任务目标 1 -> 根据文档节选,说明顶点的输入结构为何至少要包含Position和Normal数据。
任务目标 2 -> 请列出文档节选开头所给出的全部光源类型。
━━━━━ 文档节选 ━━━━━
光源类型:
directional lighting
point lights, which radiate uniform light from their centers,
spot lights, which are directional but not uniform across all objects.
DX11中实现光照比较简单,不像DX9中有D3DLight9等表示光照的特定类型,在DX11中表现光照效果,就是在Pixel Shader中,根据光源参数计算出特定的颜色值然后输出。
// Pixel Shader,Lambert光照模型例子, vLightDir记录光照方向,vLightColor记录光源颜色
float4 PS( PS_INPUT input) : SV_Target
{
float4 finalColor = 0;
for(int i=0; i<2; i++)
{
//两个光源的光照值叠加
//saturate(HLSL函数)的作用是使值限定在【,1】之间
finalColor += saturate( dot( (float3)vLightDir[i],input.Norm) * vLightColor[i] );
}
return finalColor;
}
计算光照,需要顶点的法线信息,所以顶点的输入结构中至少包含Position和Normal数据,
D3D11_INPUT_ELEMENT_DESC layout[] =
{
{ "POSITION", 0, DXGI_FORMAT_R32G32B32_FLOAT, 0, 0, D3D11_INPUT_PER_VERTEX_DATA, 0 },
{ "NORMAL", 0, DXGI_FORMAT_R32G32B32_FLOAT, 0, 12, D3D11_INPUT_PER_VERTEX_DATA, 0 },
};
我们可以看到ID3D11DeviceContext对象的一些成员函数的命名是比较有规律的,如前两个大写字母代表了对应函数作用的阶段,eg:IA*表示作用于Input-Assembler Stage的函数。
━━━━━ 记录数据 ━━━━━
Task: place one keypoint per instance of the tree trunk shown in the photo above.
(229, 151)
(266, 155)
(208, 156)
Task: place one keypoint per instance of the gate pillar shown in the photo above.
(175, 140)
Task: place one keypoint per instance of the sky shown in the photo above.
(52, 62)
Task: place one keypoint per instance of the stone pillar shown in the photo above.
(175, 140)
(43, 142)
━━━━━
书面解答 1 -> 因为计算光照需要用到顶点的法线信息,所以顶点输入结构除了Position之外,还必须包含Normal数据。

书面解答 2 ->
- directional lighting
- point lights
- spot lights